TEXT SEGMENT:
-=-=-

News
Rangers Charity Foundation Donates Kit To Refugee Dream Team
Wed 14th July 2021
The Rangers Charity Foundation has donated a set of kit to Glasgow’s very own ‘Dream Team’ who come from as far afield as Sierra Leone, Kenya and the Ivory Coast.
The team, which includes three survivors from the Park Inn stabbing incident in Glasgow last year, are training for the Refugee Tournament Scotland scheduled for August as part of Refugee Festival Scotland 2021. The tournament was postponed last year due to COVID-19, but will now go ahead and involve mixed teams of ethnic minority groups, refugees and local communities.
Adam Paterson, a volunteer with Positive Action in Housing, where several of the players are clients, helped to set up the ‘Dream Team’ following conversations with the young men in the aftermath of the incident. He said:
“I’ve been volunteering with a charity called Positive Action in Housing for the best part of 18 months, which has involved helping people from Glasgow city centre hotels move into dispersal flats around the city, often requiring food, toiletries, medicine, clothes, and furnishings. Teams of volunteers were split into areas so that we could respond to requests for assistance and support from the asylum-seeking community throughout the COVID-19 global pandemic.

-=-=-

SOURCE INFORMATION:
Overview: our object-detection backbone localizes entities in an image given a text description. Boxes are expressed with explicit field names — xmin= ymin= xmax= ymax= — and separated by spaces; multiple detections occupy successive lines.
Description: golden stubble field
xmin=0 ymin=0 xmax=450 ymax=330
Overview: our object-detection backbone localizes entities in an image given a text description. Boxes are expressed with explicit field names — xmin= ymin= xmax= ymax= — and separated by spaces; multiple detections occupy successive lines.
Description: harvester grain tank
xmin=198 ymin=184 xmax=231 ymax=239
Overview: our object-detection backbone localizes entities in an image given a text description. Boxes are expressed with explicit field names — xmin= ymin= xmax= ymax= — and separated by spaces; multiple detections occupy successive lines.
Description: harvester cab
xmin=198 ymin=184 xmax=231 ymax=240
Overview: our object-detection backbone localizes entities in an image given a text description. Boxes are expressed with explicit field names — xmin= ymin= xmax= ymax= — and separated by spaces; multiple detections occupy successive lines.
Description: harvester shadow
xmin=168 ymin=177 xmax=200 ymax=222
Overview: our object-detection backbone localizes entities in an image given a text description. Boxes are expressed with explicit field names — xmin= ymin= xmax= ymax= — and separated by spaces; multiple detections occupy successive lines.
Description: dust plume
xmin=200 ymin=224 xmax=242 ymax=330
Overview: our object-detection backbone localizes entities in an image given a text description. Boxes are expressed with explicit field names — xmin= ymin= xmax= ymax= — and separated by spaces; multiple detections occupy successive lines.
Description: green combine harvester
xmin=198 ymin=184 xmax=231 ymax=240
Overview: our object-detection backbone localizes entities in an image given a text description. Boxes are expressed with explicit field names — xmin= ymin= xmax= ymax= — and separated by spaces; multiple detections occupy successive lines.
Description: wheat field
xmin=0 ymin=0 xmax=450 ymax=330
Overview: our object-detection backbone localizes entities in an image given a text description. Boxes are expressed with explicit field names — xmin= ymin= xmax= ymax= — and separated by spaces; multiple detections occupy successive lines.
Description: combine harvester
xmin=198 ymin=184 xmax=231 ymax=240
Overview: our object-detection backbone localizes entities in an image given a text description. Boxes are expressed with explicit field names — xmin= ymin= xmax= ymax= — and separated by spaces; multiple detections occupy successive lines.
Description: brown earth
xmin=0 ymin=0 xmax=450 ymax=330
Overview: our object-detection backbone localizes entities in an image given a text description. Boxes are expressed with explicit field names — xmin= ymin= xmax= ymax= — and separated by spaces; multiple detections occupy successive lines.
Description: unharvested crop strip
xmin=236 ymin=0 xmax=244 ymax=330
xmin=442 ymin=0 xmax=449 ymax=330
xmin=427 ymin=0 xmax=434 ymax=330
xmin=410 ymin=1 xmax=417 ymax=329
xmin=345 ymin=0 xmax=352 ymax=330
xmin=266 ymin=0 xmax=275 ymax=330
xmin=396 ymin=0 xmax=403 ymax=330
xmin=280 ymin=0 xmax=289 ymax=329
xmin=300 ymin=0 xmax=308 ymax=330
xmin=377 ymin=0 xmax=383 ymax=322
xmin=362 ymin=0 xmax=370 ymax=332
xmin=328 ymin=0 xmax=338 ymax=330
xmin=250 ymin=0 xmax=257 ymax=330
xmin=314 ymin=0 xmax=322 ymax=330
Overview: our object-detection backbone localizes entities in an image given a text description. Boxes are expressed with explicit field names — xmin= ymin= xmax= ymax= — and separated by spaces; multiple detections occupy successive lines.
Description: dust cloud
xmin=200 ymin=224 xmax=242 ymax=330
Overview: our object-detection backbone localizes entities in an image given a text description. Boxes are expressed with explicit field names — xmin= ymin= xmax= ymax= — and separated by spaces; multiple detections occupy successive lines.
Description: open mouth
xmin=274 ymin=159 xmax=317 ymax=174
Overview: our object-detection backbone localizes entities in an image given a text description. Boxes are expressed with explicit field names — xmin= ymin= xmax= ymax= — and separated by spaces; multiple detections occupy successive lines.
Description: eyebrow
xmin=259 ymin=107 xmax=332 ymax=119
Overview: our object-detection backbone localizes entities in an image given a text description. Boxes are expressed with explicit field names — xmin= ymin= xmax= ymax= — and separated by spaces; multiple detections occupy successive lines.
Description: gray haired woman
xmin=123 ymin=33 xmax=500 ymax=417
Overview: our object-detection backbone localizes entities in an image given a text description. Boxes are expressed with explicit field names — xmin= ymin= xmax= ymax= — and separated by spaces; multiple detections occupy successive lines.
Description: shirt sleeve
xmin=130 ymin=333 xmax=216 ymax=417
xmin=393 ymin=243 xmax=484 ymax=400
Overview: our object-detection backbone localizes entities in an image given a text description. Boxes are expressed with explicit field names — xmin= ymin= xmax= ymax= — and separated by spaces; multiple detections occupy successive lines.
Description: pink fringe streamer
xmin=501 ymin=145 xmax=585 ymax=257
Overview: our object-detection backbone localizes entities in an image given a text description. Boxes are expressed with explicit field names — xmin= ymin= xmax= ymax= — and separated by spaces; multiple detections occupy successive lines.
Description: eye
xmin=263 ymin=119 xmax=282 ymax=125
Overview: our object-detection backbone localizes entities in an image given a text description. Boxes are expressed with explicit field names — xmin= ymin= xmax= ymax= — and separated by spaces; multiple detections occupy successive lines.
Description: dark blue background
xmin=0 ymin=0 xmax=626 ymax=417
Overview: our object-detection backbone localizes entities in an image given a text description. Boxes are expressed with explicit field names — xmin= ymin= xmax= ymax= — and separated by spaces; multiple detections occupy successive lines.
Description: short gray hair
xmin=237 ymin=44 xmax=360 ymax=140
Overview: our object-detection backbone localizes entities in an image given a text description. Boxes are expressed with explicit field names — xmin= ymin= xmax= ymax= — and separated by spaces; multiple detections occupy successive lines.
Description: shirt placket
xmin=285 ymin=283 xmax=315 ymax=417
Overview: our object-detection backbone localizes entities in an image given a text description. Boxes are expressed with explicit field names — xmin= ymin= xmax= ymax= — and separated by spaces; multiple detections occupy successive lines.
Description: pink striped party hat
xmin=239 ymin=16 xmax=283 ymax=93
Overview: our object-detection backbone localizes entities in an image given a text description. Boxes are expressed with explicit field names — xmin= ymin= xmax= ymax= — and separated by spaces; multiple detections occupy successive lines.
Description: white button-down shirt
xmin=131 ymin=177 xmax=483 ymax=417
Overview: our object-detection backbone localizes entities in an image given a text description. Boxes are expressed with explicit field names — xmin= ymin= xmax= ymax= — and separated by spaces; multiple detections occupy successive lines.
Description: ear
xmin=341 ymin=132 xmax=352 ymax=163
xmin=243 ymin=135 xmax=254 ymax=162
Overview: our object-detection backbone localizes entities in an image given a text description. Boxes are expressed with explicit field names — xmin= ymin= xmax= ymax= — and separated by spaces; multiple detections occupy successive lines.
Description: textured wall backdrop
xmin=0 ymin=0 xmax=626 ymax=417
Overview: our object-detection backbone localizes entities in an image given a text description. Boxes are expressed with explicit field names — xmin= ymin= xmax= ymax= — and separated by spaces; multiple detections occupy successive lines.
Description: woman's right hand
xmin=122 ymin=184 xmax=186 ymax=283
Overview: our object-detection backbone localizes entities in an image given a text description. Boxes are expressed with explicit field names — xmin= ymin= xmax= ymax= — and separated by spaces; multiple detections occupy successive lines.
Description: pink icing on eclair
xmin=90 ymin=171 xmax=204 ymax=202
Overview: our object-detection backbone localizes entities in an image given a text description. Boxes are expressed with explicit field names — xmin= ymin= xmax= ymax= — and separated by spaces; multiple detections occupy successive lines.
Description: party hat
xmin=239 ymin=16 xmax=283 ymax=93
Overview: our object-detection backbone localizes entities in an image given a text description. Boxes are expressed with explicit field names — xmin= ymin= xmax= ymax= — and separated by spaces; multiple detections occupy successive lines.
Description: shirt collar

-=-=-

TASK INSTRUCTIONS:
A - In the article on the Rangers Charity Foundation's kit donation, what tournament is the 'Dream Team' training for?
B - Write a continuation of the article on the Rangers Charity Foundation's kit donation, starting right after its final sentence.

RESULTS OF THE TASKS:
A - The Refugee Tournament Scotland, scheduled for August as part of Refugee Festival Scotland 2021.

B -
While a few of the team’s players were still recovering after the incident on the 26th of June last year at the Park Inn Hotel, the closest they could get to playing football, was playing FIFA on a donated Xbox”
At a picnic in June following the memorial marking the one-year anniversary for the victims of the Park Inn Hotel attack, the conversation turned to football, and the young men all stated that they missed playing football and would love to play regularly again.
When Adam heard about the Refugee Tournament in August, he knew what he wanted to do:
“I contacted the organiser of the event – Abdul Bostani – who was very receptive about the idea of Positive Action in Housing entering a team into the tournament. I began reaching out to organisations that I thought might be able to assist the team with donations of kit and boots to get the team started, and one of the first to get back to me, was the Rangers Charity Foundation.
They organised the donation of football boots, and to top it off, also donated brand new training kit for the team, including shirts, shorts and socks.
I couldn’t have pulled any of this off so far without the generosity, interest and willingness to help from a range of people. None of us can wait to hear the whistle for kick off at 11.00 on 8th August!”
Rangers Charity Foundation Director, Connal Cochrane commented:
“At the Rangers Charity Foundation, we strongly believe in the power of football to bring individuals and communities together. We are delighted to assist with a kit donation to help this group of players who have been through so much to prepare for the Refugee Tournament in August.
We would like to wish the ‘Dream Team’ and all involved in the Refugee Festival and Tournament the very best of luck.
We are also looking forward to sending along some of the Foundation’s community coaches to assist with the event.”